**Written request:** In the matrix problem, what does Answer 1 give as the transpose of A?

**Provided passage:**
Question

If \( A = \begin{bmatrix} 1 & \cot x \\ -\cot x & 1 \end{bmatrix} \), show that \( A^T A^{-1} = \begin{bmatrix} -\cos 2x & -\sin 2x \\ \sin 2x & -\cos 2x \end{bmatrix}. \)

Hint:

For matrices with trigonometric elements, use trigonometric identities like \( 1 - \cot^2 x = -\cos 2x \) to simplify determinant and inverse calculations.

Answer 1

Step 1: Compute the transpose of \( A \).
The matrix \( A \) is: \[ A = \begin{bmatrix} 1 & \cot x \\ -\cot x & 1 \end{bmatrix}. \] The transpose of \( A \) is: \[ A^T = \begin{bmatrix} 1 & -\cot x \\ \cot x & 1 \end{bmatrix}. \] Step 2: Compute the determinant of \( A \).
\[ \text{det}(A) = (1)(1) - (-\cot x)(\cot x) = 1 - \cot^2 x. \] Using the trigonometric identity \( 1 + \cot^2 x = \csc^2 x \), we get: \[ \text{det}(A) = \frac{-\cos 2x}{\sin^2 x}. \] Step 3: Compute the inverse of \( A \).
The formula for the inverse of a 2x2 matrix is: \[ A^{-1} = \frac{1}{\text{det}(A)} \begin{bmatrix} d & -b \\ -c & a \end{bmatrix}. \] For \( A = \begin{bmatrix} 1 & \cot x \\ -\cot x & 1 \end{bmatrix} \), we have: \[ A^{-1} = \frac{1}{1 - \cot^2 x} \begin{bmatrix} 1 & -\cot x \\ \cot x & 1 \end{bmatrix}. \] Using the identity \( 1 - \cot^2 x = -\cos 2x \), the inverse becomes: \[ A^{-1} = \frac{1}{-\cos 2x} \begin{bmatrix} 1 & -\cot x \\ \cot x & 1 \end{bmatrix}. \] Step 4: Compute \( A^T A^{-1} \).

**Data lines:**
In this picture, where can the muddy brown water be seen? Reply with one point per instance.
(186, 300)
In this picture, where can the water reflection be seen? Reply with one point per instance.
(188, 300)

**Result of the exercise:** A^T has first row 1 and −cot x, and second row cot x and 1.